- WHAT THIS TASK INVOLVES: Repeat exactly the lines of the material below that run from the "Might you point out the parade" line to the "Might you point out the propeller in" line, including both, and do not carry over any pictures.

- RECORDS FOR THE EXERCISE:
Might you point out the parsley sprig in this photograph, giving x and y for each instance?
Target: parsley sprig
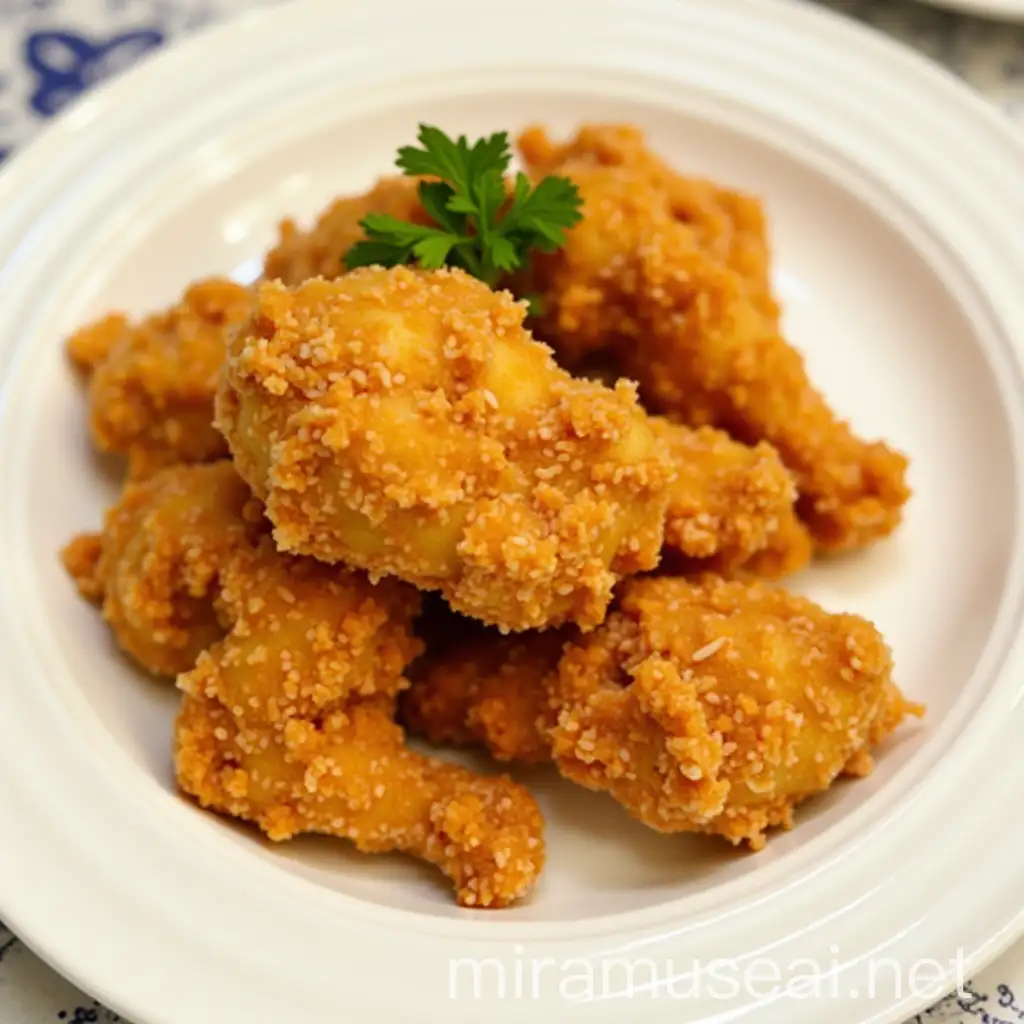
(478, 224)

* * *

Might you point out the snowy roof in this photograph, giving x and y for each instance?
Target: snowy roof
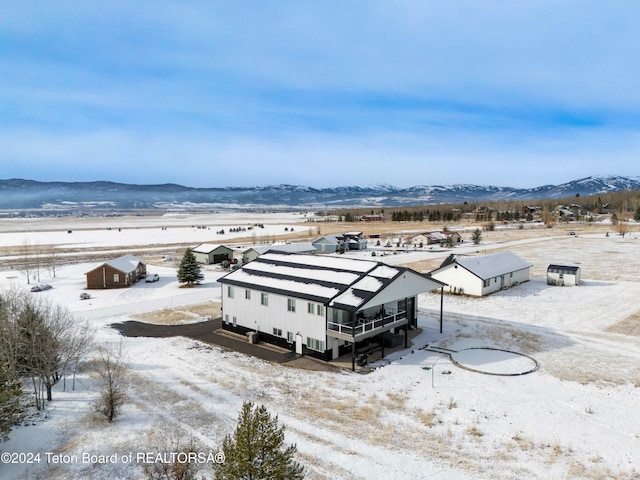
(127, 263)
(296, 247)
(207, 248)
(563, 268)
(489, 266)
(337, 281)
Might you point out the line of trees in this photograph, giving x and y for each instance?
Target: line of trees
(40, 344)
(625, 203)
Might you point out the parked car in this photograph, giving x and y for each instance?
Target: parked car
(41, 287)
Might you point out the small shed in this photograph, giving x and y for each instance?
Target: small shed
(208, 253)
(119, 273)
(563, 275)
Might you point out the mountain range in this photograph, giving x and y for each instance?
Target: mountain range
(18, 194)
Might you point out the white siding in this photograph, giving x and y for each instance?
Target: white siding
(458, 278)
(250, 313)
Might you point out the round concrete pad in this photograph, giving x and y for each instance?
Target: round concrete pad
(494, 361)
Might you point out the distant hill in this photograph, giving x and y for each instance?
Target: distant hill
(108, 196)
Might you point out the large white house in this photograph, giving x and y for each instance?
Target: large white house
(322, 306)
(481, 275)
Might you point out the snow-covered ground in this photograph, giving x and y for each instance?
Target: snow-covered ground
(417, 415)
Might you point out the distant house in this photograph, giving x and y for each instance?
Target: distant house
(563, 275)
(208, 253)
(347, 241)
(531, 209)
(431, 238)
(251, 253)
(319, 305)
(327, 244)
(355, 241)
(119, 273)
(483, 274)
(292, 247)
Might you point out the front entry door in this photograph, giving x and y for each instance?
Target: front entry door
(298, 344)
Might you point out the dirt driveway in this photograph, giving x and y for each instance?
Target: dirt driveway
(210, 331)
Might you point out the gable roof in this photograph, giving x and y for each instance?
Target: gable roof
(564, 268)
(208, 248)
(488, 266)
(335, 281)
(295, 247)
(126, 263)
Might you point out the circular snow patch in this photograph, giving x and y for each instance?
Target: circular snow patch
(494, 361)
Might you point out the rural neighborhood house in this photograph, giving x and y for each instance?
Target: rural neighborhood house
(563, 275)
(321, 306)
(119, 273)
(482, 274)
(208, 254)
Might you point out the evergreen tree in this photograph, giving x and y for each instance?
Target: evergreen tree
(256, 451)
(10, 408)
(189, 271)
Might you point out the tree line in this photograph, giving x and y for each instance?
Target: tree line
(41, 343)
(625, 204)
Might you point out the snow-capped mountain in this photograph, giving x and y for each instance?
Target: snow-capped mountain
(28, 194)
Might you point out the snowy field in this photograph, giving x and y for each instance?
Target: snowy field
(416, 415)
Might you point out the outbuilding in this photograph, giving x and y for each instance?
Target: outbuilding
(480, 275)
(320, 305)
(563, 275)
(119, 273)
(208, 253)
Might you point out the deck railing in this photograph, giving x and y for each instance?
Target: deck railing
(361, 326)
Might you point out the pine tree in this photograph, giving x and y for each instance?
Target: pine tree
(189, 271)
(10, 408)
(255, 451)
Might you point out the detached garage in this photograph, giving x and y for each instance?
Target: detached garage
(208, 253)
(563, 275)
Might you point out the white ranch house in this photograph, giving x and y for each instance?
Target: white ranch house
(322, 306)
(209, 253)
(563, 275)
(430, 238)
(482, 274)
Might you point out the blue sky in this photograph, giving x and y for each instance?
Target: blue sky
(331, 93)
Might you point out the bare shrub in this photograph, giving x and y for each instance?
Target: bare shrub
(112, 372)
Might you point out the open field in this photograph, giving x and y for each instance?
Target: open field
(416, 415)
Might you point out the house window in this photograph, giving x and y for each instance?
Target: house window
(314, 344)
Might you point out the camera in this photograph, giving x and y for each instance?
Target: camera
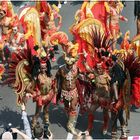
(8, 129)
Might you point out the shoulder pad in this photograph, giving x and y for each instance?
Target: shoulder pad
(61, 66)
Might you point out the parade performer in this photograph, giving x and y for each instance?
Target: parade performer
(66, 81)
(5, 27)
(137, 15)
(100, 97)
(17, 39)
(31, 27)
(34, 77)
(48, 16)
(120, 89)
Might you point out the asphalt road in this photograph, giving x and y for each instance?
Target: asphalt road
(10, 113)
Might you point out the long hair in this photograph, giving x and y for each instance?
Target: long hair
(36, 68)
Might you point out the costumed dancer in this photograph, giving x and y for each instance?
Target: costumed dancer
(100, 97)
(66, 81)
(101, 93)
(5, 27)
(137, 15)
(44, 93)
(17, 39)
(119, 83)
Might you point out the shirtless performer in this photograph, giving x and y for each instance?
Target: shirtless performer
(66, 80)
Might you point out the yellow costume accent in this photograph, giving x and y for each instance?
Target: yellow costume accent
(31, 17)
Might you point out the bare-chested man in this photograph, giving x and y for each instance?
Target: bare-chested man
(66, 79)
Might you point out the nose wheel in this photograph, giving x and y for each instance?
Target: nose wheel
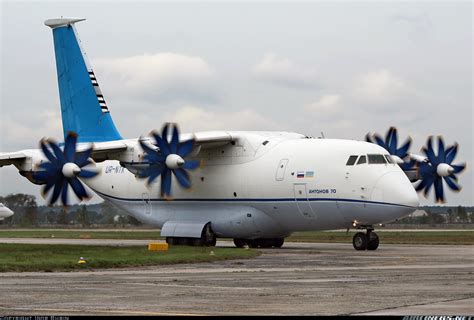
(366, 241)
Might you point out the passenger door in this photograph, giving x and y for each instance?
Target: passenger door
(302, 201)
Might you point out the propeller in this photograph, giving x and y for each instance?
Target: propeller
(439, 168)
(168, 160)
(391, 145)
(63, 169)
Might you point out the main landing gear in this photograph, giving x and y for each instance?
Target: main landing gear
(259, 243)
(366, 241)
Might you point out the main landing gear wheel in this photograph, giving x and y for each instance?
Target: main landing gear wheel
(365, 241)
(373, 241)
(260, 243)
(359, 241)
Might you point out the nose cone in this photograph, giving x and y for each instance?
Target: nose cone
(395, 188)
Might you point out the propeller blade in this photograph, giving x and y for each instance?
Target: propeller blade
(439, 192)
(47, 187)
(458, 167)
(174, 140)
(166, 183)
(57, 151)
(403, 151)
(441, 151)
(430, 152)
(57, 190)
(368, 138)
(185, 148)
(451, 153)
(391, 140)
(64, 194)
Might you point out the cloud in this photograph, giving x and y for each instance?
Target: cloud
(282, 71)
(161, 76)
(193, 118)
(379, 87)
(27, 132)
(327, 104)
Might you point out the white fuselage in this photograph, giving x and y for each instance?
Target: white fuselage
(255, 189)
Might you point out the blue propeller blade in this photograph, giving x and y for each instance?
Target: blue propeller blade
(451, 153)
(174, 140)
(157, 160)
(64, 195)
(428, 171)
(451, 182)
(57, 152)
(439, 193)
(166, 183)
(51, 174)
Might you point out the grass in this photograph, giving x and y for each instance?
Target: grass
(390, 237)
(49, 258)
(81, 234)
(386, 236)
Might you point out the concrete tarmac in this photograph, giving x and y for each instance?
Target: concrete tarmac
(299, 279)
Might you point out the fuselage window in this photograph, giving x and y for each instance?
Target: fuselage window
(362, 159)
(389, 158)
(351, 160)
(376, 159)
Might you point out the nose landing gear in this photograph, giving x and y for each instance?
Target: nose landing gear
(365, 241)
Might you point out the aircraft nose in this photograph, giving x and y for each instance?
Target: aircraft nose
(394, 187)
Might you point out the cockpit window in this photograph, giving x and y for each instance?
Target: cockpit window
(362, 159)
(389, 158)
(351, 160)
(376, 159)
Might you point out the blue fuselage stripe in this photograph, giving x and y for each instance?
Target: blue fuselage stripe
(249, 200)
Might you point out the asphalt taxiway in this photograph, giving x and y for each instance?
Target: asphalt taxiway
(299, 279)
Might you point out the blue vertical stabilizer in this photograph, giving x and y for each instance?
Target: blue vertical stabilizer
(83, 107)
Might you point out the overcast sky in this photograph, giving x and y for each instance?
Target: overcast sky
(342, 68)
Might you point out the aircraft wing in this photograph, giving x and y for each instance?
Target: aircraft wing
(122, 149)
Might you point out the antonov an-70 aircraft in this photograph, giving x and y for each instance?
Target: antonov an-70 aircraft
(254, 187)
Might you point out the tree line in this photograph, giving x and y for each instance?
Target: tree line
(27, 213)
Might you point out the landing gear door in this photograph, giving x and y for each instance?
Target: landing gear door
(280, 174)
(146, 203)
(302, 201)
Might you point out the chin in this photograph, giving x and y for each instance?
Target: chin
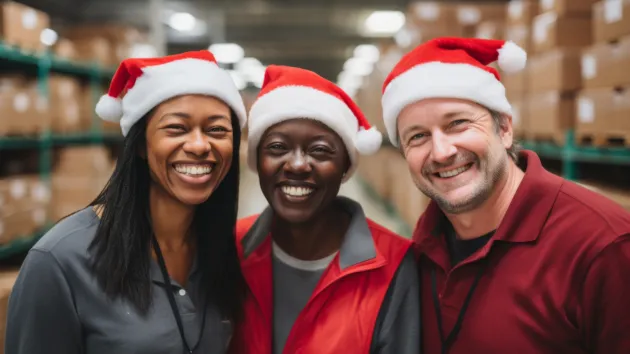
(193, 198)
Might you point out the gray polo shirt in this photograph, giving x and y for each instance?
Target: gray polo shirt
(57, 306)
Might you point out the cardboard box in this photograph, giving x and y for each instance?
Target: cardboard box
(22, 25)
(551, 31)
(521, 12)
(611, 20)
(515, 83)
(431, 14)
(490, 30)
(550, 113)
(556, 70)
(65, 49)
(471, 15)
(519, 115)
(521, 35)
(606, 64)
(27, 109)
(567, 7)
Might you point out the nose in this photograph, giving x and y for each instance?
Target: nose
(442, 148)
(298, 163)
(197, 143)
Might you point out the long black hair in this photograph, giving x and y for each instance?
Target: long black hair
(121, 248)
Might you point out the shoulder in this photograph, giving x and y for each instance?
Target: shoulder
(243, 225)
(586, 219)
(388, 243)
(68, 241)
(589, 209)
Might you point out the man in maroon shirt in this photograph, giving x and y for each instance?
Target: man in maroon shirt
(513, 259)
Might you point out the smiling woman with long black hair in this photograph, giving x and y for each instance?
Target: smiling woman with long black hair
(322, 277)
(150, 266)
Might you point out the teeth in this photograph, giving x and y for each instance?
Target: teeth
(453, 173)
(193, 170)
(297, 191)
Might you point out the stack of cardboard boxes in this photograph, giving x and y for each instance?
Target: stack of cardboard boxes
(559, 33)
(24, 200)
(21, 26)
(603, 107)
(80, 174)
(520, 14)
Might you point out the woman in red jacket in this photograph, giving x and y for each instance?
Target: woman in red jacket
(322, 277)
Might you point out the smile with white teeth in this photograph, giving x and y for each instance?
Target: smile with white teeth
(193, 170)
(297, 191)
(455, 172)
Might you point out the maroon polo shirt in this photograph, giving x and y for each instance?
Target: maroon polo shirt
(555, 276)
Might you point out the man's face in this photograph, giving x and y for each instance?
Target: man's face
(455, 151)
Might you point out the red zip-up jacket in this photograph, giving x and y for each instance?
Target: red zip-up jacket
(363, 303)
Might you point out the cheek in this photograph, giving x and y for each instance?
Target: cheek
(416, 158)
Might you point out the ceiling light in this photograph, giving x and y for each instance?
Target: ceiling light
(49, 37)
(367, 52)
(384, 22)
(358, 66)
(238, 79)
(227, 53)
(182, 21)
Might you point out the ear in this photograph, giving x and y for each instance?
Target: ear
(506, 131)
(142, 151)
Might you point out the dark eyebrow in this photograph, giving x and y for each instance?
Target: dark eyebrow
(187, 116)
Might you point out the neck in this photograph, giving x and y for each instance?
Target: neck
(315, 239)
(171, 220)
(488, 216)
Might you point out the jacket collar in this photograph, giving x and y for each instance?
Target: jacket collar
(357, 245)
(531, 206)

---

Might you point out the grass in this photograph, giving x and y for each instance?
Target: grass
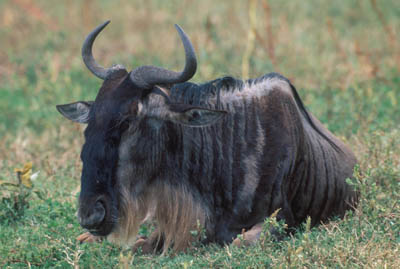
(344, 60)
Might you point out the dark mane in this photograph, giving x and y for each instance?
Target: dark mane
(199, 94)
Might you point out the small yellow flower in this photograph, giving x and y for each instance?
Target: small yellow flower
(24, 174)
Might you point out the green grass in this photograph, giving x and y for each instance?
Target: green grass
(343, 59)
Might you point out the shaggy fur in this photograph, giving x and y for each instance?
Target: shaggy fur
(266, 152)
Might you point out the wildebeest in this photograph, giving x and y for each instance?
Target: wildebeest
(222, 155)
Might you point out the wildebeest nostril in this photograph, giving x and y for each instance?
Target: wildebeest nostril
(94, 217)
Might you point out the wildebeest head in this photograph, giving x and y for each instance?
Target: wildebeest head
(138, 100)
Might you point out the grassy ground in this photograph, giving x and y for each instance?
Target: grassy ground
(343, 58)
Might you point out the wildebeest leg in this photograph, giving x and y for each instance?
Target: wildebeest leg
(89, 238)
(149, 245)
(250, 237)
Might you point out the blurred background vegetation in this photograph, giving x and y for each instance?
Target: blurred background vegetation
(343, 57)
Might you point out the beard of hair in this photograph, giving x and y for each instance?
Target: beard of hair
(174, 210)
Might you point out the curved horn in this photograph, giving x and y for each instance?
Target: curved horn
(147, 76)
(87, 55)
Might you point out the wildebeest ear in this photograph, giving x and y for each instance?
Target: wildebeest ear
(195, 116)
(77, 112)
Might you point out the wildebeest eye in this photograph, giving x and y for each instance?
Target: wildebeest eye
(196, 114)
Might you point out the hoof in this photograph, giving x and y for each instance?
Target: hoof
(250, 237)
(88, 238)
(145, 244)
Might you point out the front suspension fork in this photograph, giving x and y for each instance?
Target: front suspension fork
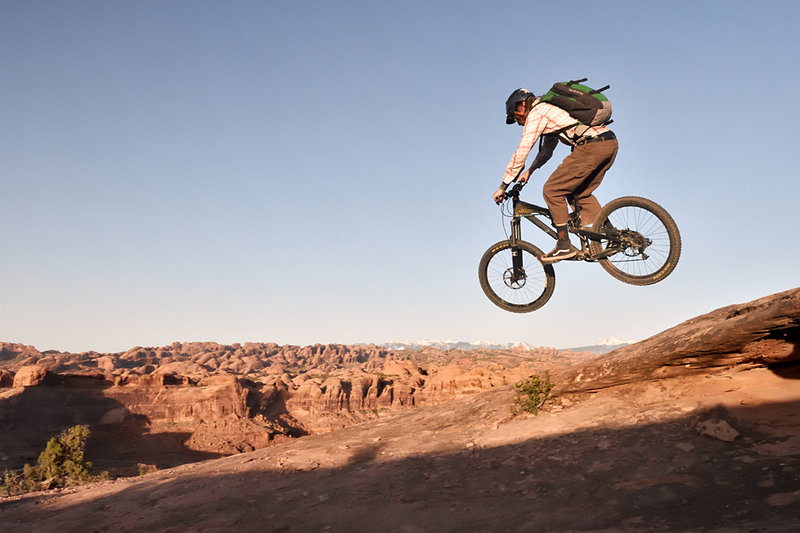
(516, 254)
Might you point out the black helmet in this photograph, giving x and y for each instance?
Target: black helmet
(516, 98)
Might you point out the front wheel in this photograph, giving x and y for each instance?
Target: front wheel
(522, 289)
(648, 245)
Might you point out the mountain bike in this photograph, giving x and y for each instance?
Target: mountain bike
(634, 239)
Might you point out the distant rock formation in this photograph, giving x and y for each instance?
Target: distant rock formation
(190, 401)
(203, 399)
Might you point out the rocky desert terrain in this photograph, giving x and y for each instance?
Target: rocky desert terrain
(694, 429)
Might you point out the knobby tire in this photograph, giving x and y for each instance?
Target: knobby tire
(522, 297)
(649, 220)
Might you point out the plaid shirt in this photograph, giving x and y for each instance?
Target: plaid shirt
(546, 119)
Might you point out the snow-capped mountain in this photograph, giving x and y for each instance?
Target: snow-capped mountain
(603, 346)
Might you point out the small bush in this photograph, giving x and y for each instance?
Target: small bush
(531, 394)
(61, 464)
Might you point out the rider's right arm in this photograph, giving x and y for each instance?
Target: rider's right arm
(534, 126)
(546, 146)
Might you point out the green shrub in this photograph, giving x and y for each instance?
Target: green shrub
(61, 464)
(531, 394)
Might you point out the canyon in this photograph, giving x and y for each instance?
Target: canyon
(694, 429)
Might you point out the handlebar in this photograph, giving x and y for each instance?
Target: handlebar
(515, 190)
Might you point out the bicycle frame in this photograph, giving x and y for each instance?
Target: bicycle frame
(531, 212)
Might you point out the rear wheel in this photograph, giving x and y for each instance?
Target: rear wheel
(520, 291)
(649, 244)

- RESPONSE FOR THIS EXERCISE:
Might you point out the parade performer in this photograph, giving x and y for each instance?
Target: parade performer
(66, 81)
(5, 27)
(137, 15)
(100, 97)
(17, 39)
(31, 27)
(34, 77)
(48, 16)
(120, 89)
Might you point out the asphalt road in this photograph, giving x and y for each instance?
Target: asphalt road
(10, 113)
Might you point out the long hair in this photograph, giving x and y for each instance?
Target: long hair
(36, 68)
Might you point out the costumed dancer in this photograph, giving x and y for each instance?
Target: costumed dancer
(100, 97)
(66, 81)
(101, 93)
(5, 27)
(137, 15)
(44, 93)
(17, 39)
(119, 83)
Might you point out the shirtless performer in this photograph, giving x and y for each instance?
Target: shirtless performer
(66, 80)
Might you point out the yellow costume accent in this photograph, giving x and y for each instance?
Target: yellow costume accent
(31, 17)
Might you point out the bare-chested man in this photograph, giving x and y for each instance?
Target: bare-chested man
(66, 79)
Might you point out the nose wheel in this photograph, giving x and y for each instance?
Target: nose wheel
(366, 241)
Might you point out the passenger door in this photograph, giving x and y for each instance?
Target: passenger door
(302, 201)
Might you point out the propeller in this photograph, giving x and y for each instance?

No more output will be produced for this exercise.